START Dataset content
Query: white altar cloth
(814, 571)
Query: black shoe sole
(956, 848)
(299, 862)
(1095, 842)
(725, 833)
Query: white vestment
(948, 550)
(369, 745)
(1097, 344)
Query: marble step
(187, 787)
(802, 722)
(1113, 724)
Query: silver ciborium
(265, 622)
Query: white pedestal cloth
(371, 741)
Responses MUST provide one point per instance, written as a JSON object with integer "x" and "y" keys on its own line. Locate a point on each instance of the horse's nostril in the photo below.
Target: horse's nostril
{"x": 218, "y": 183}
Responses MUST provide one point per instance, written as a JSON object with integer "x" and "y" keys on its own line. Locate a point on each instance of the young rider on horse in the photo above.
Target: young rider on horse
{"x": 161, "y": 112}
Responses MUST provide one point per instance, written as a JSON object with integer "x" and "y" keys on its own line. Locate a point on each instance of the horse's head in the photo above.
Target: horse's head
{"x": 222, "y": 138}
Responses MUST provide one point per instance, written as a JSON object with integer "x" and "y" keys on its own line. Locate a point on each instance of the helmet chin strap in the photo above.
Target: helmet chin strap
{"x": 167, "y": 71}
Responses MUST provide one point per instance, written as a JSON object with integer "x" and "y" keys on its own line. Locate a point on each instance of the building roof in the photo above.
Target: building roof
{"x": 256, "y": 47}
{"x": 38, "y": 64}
END Dataset content
START Dataset content
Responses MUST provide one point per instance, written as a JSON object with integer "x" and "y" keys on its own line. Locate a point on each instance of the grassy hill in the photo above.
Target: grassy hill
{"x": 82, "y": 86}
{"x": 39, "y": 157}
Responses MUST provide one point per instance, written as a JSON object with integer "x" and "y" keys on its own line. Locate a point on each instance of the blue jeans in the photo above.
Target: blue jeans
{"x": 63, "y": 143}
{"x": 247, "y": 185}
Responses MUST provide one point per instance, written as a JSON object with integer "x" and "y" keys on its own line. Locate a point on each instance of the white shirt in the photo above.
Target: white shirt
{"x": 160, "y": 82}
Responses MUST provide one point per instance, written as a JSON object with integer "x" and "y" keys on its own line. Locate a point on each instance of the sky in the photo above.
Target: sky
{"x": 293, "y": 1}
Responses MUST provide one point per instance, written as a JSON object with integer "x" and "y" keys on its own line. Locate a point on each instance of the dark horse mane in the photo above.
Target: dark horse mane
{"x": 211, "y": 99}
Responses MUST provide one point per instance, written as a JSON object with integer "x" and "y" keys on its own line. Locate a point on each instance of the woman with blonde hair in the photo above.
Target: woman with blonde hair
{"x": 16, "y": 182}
END Dataset content
▸ **What is expected**: Above are records; repeat only the lines starting at the line with "hill in the photo above." and ending at the line with "jeans in the photo above.", exactly as they appear, both included.

▸ **Answer for this exercise**:
Responses MUST provide one point per instance, written as a JSON object with integer "x" and "y" keys on its own line. Locate a point on each instance of the grassy hill in the photo above.
Target: grassy hill
{"x": 82, "y": 86}
{"x": 39, "y": 157}
Responses MUST provide one point per instance, written as a JSON object with integer "x" and "y" keys on its own line. Locate a point on each instance of the blue jeans in the photo above.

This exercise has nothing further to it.